══ SELECTED EXCERPT
As much as I would like an excuse for building a screamingly fast hybrid radix/B+tree, the hashing solution delivers essentially the same performance for a tiny fraction of the effort. The only thing where B-treeish solutions can outdo hashing here is space efficiency, since it is trivial to construct an optimum tree for existing pre-sorted data.
The are plenty of Open Source key/value stores and full database engines - take a week off and start Googling. Even if you end up using none of them, you still need to study a representative cross section (architecture, design histories, key implementation details) to get enough of an overview over the subject matter so that you can make informed decisions and ask intelligent questions. For a brief overview, try to Google details on index file formats, both historic ones like IDX or NTX, and current ones used in various database engines.
If you want to roll your own then you might consider hitching yourself to the bandwagon of an existing format, like the dBASE variants Clipper and Visual FoxPro (my favourite). This gives you the ability to work your data with existing tools, including Total Commander plugins and whatnot. You don't need to support the full formats, just the single binary instance of the format that you choose for your project. Great for debugging, reindexing, ad hoc queries and so on. The format itself is dead simple and easy to generate even if you don't use any of the existing libraries. The index file formats aren't quite as trivial but still manageable.
If you want to roll your own from scratch then you've got quite a road ahead of you, since the basics of intra-node (intra-page) design and practice are poorly represented on the Internet and in literature. For example, some old DDJ issues contained articles about efficient key matching in connection with prefix truncation (a.k.a. 'prefix compression') and so on but I found nothing comparable out there on the 'net at the moment, except buried deeply in some research papers or source code repositories.
The single most important item here is the algorithm for searching prefix-truncated keys efficiently. Once you've got that, the rest more or less falls into place. I have found only one resource on the 'net, which is this DDJ (Dr Dobb's Journal) article:
Supercharging Sequential Searches by Walter Williams
A lot of tricks can also be gleaned from papers like
Efficient index compression in DB2 LUW
For more details and pretty much everything else you could do a lot worse than reading the following two books cover to cover (both of them!):
Goetz Graefe: Modern B-Tree Techniques (ISBN 1601984820)
Jim Gray: Transaction Processing. Concepts and Techniques (ISBN 1558601902)
An alternative to the latter might be
Philip E. Bernstein: Principles of Transaction Processing (ISBN 1558606238)
It covers a similar spectrum and it seems to be a bit more hands-on, but it does not seem to have quite the same depth. I cannot say for certain, though (I've ordered a copy but haven't got it yet).
These books give you a complete overview over all that's involved, and they are virtually free of fat - i.e. you need to know almost everything that's in there. They will answer gazillions of questions that you didn't know you had, or that you should have asked yourself. And they cover the whole ground - from B-tree (and B+tree) basics to detailed implementation issues like concurrency, locking, page replacement strategies and so forth. And they enable you to utilise the information that is scattered over the 'net, like articles, papers, implementation notes and source code.
════
══ PROVIDED RECORDS
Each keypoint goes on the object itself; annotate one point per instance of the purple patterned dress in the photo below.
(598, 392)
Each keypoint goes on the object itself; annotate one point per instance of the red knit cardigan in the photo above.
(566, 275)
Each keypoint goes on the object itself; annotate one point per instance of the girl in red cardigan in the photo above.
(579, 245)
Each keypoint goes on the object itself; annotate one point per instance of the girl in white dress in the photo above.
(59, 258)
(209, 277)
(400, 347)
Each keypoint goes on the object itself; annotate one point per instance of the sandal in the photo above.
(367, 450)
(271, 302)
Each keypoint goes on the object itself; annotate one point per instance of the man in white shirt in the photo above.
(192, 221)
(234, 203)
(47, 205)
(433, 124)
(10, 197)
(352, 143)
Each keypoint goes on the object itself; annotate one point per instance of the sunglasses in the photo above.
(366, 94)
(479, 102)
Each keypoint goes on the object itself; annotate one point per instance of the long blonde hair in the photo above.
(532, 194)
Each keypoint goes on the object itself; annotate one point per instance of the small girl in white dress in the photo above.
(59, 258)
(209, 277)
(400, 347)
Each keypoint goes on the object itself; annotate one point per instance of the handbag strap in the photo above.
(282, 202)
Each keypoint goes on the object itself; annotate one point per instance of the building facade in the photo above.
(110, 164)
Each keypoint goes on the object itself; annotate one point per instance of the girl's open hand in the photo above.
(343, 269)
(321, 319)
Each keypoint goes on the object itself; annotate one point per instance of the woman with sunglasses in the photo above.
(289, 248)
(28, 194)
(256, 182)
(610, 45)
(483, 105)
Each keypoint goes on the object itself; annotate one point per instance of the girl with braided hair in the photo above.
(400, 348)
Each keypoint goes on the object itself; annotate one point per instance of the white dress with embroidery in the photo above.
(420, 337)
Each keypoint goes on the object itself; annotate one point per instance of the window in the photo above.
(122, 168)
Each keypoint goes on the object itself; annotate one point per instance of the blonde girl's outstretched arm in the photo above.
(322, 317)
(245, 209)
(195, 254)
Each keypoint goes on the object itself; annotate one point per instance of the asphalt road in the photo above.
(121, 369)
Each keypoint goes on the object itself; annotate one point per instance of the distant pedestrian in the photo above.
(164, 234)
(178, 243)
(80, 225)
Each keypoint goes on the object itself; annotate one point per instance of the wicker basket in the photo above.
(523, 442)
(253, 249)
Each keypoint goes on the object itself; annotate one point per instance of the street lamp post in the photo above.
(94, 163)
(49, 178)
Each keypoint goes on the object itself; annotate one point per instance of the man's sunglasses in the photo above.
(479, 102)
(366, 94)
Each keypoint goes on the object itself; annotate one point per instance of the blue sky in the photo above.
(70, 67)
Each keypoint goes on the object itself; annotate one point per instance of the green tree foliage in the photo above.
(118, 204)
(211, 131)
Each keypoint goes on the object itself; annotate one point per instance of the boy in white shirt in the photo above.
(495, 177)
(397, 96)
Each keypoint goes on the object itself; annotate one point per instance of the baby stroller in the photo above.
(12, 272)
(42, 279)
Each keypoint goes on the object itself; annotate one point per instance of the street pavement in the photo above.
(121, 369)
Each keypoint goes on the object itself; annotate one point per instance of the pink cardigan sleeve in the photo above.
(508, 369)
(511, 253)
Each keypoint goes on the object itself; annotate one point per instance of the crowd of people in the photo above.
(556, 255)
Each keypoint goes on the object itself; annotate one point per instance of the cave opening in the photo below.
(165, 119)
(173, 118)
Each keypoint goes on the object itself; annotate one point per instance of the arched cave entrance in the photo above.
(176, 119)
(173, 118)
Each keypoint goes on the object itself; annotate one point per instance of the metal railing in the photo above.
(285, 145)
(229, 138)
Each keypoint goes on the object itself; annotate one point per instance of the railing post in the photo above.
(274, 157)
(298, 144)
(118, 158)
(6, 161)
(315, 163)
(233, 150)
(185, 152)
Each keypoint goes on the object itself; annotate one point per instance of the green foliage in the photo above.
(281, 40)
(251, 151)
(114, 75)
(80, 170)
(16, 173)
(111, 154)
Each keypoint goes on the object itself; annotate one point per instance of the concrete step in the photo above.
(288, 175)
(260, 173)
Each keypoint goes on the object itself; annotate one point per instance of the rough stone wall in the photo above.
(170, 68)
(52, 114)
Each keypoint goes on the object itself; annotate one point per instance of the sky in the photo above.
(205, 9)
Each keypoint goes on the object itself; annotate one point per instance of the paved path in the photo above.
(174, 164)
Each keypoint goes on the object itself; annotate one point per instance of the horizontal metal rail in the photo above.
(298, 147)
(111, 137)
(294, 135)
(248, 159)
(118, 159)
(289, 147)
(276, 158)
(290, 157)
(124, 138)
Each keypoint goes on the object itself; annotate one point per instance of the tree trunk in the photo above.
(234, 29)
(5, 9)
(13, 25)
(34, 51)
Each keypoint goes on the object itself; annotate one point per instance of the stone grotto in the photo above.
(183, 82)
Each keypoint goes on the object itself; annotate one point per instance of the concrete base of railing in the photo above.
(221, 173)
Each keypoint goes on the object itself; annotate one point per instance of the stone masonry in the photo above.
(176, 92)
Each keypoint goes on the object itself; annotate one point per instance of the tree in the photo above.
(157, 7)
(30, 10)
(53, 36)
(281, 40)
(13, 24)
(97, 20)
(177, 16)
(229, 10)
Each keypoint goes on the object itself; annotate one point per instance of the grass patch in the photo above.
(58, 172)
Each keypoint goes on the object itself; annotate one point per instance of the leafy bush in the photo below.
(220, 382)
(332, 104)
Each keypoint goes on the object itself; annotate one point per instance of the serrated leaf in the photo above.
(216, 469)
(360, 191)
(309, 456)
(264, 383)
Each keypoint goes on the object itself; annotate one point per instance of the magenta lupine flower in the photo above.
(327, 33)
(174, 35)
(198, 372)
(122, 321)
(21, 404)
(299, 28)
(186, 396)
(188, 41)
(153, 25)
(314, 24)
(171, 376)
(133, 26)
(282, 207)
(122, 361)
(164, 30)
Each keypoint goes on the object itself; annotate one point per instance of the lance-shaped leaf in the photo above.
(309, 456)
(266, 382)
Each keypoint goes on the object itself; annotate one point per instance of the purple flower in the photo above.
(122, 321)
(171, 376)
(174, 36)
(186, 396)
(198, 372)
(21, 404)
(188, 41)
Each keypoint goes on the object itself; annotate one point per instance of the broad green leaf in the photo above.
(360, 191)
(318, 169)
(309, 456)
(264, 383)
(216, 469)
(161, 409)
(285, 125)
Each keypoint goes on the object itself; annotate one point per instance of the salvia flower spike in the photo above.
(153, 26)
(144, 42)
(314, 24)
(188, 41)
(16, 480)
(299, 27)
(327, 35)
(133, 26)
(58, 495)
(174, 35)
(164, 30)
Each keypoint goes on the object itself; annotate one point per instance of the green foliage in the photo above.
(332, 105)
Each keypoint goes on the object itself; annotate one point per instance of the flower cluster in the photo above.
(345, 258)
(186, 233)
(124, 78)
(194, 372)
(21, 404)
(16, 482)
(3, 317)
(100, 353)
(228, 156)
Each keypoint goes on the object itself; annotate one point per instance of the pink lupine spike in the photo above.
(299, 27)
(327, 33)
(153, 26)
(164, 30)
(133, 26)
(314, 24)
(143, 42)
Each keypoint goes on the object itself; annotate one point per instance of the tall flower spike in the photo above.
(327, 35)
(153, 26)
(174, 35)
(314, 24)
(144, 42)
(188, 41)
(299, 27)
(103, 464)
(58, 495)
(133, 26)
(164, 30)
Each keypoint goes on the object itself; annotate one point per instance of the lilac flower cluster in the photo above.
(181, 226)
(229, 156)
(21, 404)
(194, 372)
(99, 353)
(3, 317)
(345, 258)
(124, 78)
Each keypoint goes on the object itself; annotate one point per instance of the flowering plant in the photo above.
════
## OBJECTIVES
**1)** Which lines in the listing above contain the string "below"? Extract each of them in full.
**2)** Extend the forum post above about building B-tree index files, starting after its final sentence.

## ANSWERS TO THE EXERCISE
**1)**
Each keypoint goes on the object itself; annotate one point per instance of the purple patterned dress in the photo below.
Each keypoint goes on the object itself; annotate one point per instance of the cave opening in the photo below.
Each keypoint goes on the object itself; annotate one point per instance of the leafy bush in the photo below.

**2)**
Having said that, I'd recommend matching the node size to the architecture's RAM page size (4 KB or 8 KB), because then you can utilise the paging infrastructure of your OS instead of running afoul of it. And you're probably better off keeping index and blob data in separate files. Otherwise you couldn't put them on different volumes and the data would b0rken the caching of the index pages in subsystems that are not part of your program (hardware, OS and so forth).
I'd definitely go with a B+tree structure instead of watering down the index pages with data as in a normal B-tree. I'd also recommend using an indirection vector (Graefe has some interesting details there) in connection with length-prefixed keys. Treat the keys as raw bytes and keep all the collation/normalisation/upper-lower nonsense out of your core engine. Users can feed you UTF8 if they want - you don't want to have to care about that, trust me.
There is something to be said for using only suffix truncation in internal nodes (i.e. for distinguishing between 'John Smith' and 'Lucky Luke', 'K' or 'L' work just as well as the given keys) and only prefix truncation in leaves (i.e. instead of 'John Smith' and 'John Smythe' you store 'John Smith' and 7+'ythe').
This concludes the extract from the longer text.